Text to read:
++++++

Strange uses of movzx by Clang and GCC

Question

I know that movzx can be used for dependency breaking, but I stumbled on some movzx uses by both Clang and GCC that I really can't see what good they are for. Here's a simple example I tried on Godbolt compiler explorer:

#include 

int add2bytes(uint8_t* a, uint8_t* b) {
    return uint8_t(*a + *b);
}

with GCC 12 -O3:

add2bytes(unsigned char*, unsigned char*):
        movzx   eax, BYTE PTR [rsi]
        add     al, BYTE PTR [rdi]
        movzx   eax, al
        ret

If I understand correctly, the first movzx here breaks dependency on previous eax value, but what is the second movzx doing? I don't think there's any dependency it can break, and it shouldn't affect the result either.

with clang 14 -O3, it's even more weird:

add2bytes(unsigned char*, unsigned char*):                       # @add2bytes(unsigned char*, unsigned char*)
        mov     al, byte ptr [rsi]
        add     al, byte ptr [rdi]
        movzx   eax, al
        ret

It uses mov where movzx seems more reasonable, and then zero extends al to eax, but wouldn't it be much better to do movzx at the start?

++++++

Recorded data:
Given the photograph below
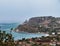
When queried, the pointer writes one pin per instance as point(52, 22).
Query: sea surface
point(7, 26)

++++++

Aim of the exercise: In the forum thread about movzx, list in order each instruction in the GCC 12 -O3 output for add2bytes. Work only from the text on movzx.

Final result:
movzx eax, BYTE PTR [rsi]
add al, BYTE PTR [rdi]
movzx eax, al
ret